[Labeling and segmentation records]
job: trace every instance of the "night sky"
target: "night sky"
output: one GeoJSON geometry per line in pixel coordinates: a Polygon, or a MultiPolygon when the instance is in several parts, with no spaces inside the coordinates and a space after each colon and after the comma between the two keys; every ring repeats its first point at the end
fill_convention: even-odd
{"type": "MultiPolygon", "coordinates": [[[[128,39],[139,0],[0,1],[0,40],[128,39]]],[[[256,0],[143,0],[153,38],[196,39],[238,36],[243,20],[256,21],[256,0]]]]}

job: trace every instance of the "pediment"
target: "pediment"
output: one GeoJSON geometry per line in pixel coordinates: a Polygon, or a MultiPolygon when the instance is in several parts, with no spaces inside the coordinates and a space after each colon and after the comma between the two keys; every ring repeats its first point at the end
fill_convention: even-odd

==

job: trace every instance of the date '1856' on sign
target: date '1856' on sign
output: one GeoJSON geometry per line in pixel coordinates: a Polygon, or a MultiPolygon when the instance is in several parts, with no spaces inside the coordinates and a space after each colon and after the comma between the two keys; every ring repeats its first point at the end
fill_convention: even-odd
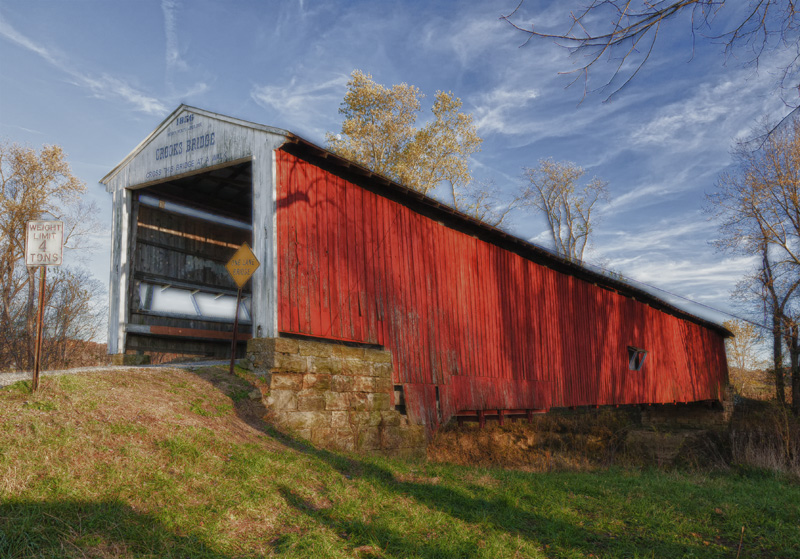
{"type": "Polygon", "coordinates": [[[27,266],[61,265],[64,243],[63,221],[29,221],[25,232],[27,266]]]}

- _Written exercise_
Count the lines in the rows above that contain the word "night", and reply with the number alone.

- _Task solution_
2